_YOUR ASSIGNMENT:_ Print every record below exactly as it stands.

_Point localization data:_
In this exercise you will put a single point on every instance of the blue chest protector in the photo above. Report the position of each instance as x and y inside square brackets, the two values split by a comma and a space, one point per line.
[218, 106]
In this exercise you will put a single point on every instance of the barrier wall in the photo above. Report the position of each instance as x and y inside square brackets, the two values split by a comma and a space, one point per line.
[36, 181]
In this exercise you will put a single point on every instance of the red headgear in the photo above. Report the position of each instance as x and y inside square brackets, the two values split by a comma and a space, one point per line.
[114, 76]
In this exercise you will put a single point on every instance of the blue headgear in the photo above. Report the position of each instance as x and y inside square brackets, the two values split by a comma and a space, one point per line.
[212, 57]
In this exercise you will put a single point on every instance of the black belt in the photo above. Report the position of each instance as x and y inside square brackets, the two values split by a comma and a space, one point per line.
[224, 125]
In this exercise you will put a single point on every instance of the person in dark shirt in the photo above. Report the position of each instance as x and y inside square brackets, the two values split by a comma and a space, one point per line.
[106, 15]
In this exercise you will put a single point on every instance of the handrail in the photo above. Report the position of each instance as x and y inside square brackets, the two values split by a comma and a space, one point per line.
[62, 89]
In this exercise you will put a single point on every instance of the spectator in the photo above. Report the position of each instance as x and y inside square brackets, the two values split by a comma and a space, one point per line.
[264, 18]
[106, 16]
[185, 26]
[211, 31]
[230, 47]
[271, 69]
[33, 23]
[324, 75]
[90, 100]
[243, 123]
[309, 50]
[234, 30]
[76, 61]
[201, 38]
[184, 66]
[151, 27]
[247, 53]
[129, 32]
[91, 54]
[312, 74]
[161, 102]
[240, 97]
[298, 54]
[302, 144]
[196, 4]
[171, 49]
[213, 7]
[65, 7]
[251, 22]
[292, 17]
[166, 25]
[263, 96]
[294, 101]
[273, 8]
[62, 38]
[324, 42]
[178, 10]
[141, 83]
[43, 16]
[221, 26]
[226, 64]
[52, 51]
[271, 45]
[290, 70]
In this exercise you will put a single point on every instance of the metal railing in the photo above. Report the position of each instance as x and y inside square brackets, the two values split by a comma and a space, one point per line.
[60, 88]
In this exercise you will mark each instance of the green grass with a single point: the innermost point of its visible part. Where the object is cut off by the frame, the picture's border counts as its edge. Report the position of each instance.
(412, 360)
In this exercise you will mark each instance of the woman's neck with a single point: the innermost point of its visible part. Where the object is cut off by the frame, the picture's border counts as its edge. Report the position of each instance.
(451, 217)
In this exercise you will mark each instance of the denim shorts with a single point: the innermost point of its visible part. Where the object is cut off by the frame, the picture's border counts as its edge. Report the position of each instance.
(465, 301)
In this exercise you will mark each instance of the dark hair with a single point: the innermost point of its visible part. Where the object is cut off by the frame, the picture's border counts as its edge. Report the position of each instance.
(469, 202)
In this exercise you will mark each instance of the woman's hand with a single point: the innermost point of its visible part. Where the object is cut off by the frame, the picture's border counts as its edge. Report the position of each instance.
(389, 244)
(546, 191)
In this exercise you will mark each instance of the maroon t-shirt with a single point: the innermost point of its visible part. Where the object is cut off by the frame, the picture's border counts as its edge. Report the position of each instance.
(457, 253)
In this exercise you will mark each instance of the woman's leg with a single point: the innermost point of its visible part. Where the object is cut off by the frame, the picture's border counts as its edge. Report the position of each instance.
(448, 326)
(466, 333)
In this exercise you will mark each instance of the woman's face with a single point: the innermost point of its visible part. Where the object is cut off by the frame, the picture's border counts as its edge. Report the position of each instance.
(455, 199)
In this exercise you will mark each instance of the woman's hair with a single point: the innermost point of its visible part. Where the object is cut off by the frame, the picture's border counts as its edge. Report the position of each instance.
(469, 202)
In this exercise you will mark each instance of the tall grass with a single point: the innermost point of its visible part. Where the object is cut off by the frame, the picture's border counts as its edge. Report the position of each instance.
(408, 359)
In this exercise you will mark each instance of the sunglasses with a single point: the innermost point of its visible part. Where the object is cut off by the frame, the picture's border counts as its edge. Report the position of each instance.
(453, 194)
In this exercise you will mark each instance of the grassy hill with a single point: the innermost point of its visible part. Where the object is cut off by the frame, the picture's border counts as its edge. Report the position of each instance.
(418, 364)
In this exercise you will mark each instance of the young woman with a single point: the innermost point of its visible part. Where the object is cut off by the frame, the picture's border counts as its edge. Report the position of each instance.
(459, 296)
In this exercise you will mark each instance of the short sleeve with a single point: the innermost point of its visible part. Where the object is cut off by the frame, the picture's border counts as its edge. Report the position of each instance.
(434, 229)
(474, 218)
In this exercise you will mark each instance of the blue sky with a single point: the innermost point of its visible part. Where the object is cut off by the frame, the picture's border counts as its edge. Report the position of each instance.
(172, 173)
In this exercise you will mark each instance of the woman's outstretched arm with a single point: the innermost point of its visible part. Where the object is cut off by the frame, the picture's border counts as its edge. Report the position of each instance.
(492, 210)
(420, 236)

_EXERCISE RESPONSE:_
In this exercise you will put a single point on every instance of the blue chest protector in the photo above. Report the position of each instance as x and y inside square brackets, the two values split by a comma and a space, one point per line.
[218, 106]
In this exercise you will put a single point on every instance of the barrier wall in the photo above. Report the position of each instance as x and y inside square brackets, the two values split by a comma and a space, one point per line.
[36, 181]
In this exercise you will put a single point on every instance of the red headgear in the photo above. Report the position of each instance as x and y inside square brackets, the two values split by a comma and a space, one point per line.
[114, 76]
In this exercise you will put a single point on every instance of the blue headgear in the photo above. Report the position of each instance as x and y inside square brackets, the two values split by a comma and a space, one point per line.
[212, 57]
In this exercise you will put a single point on every instance of the black belt in the photo above. Report the position of each instance as x and y inside square brackets, the two values split by a comma and a space, one point per line.
[224, 125]
In this exercise you will put a single point on every instance of the person in dark shirt in the photo above. Report the position of each instance as x and y inside square brackets, the two values split by a comma and a space, one point per line.
[106, 15]
In this exercise you will put a single point on every instance of the handrail in the photo above. Report the position of each instance as x and y inside square brackets, the two values split by a comma and a space, one point per line.
[62, 89]
In this exercise you will put a single point on every instance of the spectator in the photo above. Report the position of each instance as x and y inside square brackets, the two values split by a comma and a space, one point per line.
[264, 18]
[106, 16]
[185, 26]
[211, 31]
[230, 47]
[271, 69]
[33, 23]
[324, 75]
[90, 100]
[243, 123]
[309, 50]
[234, 30]
[76, 61]
[201, 38]
[184, 66]
[151, 27]
[247, 53]
[129, 32]
[91, 54]
[312, 74]
[161, 102]
[240, 97]
[298, 54]
[302, 144]
[196, 4]
[171, 49]
[213, 7]
[65, 7]
[251, 22]
[292, 17]
[166, 25]
[263, 96]
[294, 101]
[273, 8]
[62, 38]
[324, 42]
[178, 10]
[141, 83]
[43, 16]
[221, 26]
[226, 64]
[52, 51]
[271, 45]
[290, 70]
In this exercise you will put a single point on every instance of the metal railing in the photo above. Report the position of each instance as x and y inside square brackets, the two values split by a comma and a space, one point per line.
[60, 88]
In this exercise you will mark each instance of the green grass with a single point: the innermost point of its visible part. Where the object is cut off by the frame, the picture's border counts as its edge. Report the position of each instance.
(412, 360)
In this exercise you will mark each instance of the woman's neck with a single point: the innermost point of its visible part. Where the object is cut off by the frame, the picture's border counts as its edge. Report the position of each instance.
(451, 217)
In this exercise you will mark each instance of the denim shorts with a single point: the innermost point of its visible part. Where the object is cut off by the frame, the picture's border counts as its edge. Report the position of each instance.
(465, 301)
In this exercise you will mark each instance of the dark hair with a single point: the innermost point of its visible part. Where the object is cut off by the frame, the picture's border counts as its edge. Report the position of each instance.
(469, 202)
In this exercise you will mark each instance of the woman's hand with a single point: the innermost point of its visible part. Where the object is cut off by the frame, the picture's border counts as its edge. Report the position of each instance.
(389, 244)
(546, 191)
In this exercise you will mark each instance of the maroon t-shirt with a single point: the innermost point of its visible part. Where the object is cut off by the frame, the picture's border counts as its edge. Report the position of each instance.
(457, 253)
In this exercise you will mark each instance of the woman's leg with a single point: the innermost point of its visible part. Where the object is cut off by the frame, the picture's border counts as its edge. Report the position of each instance.
(448, 326)
(466, 333)
In this exercise you will mark each instance of the woman's face with a single point: the innermost point of its visible part. Where the object is cut off by the frame, the picture's border counts as its edge. Report the position of each instance.
(455, 199)
In this exercise you will mark each instance of the woman's hair with a single point: the innermost point of its visible part. Where the object is cut off by the frame, the picture's border counts as its edge. Report the position of each instance.
(469, 202)
In this exercise you will mark each instance of the tall grass with a single point: the innermost point of its visible part. Where the object is cut off by the frame, the picture's border counts as its edge. Report the position of each instance.
(408, 359)
In this exercise you will mark each instance of the sunglasses with a single point: the innermost point of its visible part. Where the object is cut off by the frame, the picture's border counts as its edge. Report the position of each instance.
(453, 194)
In this exercise you will mark each instance of the grassy hill with a single point: the innermost point of its visible part. Where the object is cut off by the frame, the picture's border counts as its edge. Report the position of each instance.
(418, 364)
In this exercise you will mark each instance of the young woman with a single point: the innermost point of its visible part. Where the object is cut off by the frame, the picture's border counts as its edge. Report the position of each instance.
(459, 296)
In this exercise you will mark each instance of the short sleeve with a single point: the innermost point of its visible part. Where the object is cut off by the frame, the picture's border counts as its edge. Report the position of each instance.
(434, 229)
(474, 218)
In this exercise you will mark each instance of the blue sky with a single point: the innermost point of its visible part. Where the object is cut off by the frame, the picture's border counts as its edge. Report the position of each instance.
(172, 173)
In this exercise you will mark each instance of the woman's outstretched arm with a single point: the innermost point of its visible part. Where the object is cut off by the frame, the picture's border counts as its edge. Report the position of each instance.
(492, 210)
(420, 236)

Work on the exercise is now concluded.